PROVIDED RECORDS:
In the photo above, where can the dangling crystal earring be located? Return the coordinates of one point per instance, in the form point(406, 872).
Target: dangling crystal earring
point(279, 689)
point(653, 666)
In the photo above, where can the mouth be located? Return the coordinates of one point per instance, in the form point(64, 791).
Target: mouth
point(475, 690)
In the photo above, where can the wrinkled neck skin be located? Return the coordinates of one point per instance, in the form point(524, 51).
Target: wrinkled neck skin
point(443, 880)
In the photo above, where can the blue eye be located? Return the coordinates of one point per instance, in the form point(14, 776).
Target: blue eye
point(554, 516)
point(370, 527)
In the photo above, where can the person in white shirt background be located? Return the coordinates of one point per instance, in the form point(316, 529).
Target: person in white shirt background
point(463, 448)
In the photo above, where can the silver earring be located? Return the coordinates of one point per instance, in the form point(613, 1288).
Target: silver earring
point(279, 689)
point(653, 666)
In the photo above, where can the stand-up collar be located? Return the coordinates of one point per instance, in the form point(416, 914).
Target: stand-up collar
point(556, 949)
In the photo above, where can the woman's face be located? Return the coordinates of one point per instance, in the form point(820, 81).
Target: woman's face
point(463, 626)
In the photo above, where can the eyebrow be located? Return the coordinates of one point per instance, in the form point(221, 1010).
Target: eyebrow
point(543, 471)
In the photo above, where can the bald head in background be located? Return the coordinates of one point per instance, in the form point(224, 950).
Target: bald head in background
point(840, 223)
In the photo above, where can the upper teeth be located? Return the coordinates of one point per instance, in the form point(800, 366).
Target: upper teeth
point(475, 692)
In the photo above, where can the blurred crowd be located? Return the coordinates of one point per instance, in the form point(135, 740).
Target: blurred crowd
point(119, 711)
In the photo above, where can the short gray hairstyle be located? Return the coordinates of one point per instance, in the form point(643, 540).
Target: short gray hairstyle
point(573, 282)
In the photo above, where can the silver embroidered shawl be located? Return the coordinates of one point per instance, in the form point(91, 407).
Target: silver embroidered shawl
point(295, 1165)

THE REQUEST:
Reproduce all of the rows above verbatim, changing nothing.

PROBLEM SOLUTION:
In the photo above, where can the dangling crystal earring be located? Return the coordinates of one point per instance, in the form point(406, 872).
Target: dangling crystal earring
point(279, 689)
point(653, 666)
In the photo above, where can the mouth be located? Return the coordinates of one point per instance, in the form point(64, 791).
Target: mouth
point(475, 690)
In the photo above, where can the wrinkled neck skin be located? Return the coordinates of one point per instance, in the form point(524, 51).
Target: wrinkled neck skin
point(443, 880)
In the photo above, where can the blue eye be located? Return the coordinates of one point per instance, in the form point(14, 776).
Target: blue eye
point(554, 516)
point(370, 527)
In the photo above, where can the person in white shirt background be located? Return the coordinates of one point per instance, in the form point(316, 529).
Target: person in white shirt background
point(463, 448)
In the photo above, where can the silver earring be located? Return the coordinates of one point per instance, in the form point(613, 1288).
Target: silver earring
point(279, 689)
point(653, 666)
In the photo above, where can the stand-up collar be located? Return the coordinates of one point per instance, in the form point(416, 914).
Target: stand-up collar
point(556, 949)
In the photo above, where can the woman's face be located? Return the coordinates of one point per instance, in the form point(820, 81).
Target: woman's face
point(463, 626)
In the photo above, where can the eyebrow be located? Return the coordinates of one point per instance, in the form point(221, 1010).
Target: eyebrow
point(543, 471)
In the photo above, where can the bald head in background be located? Return the coordinates of one point per instance, in the form point(224, 950).
Target: bald head in background
point(840, 223)
In the photo above, where can the upper teeth be located? Return the coordinates of one point per instance, in the form point(800, 366).
Target: upper teeth
point(475, 692)
In the photo above, where can the blurred crowd be located? Return the coordinates of one point per instance, in the form point(135, 740).
Target: blurred crowd
point(119, 711)
In the photo above, where can the short gray hairstyle be located? Return the coordinates of one point per instance, in the form point(643, 540).
Target: short gray hairstyle
point(573, 282)
In the photo above, where can the silver embroidered shawl be located? Return the coordinates of one point per instance, in the form point(91, 407).
Target: silver embroidered shawl
point(295, 1165)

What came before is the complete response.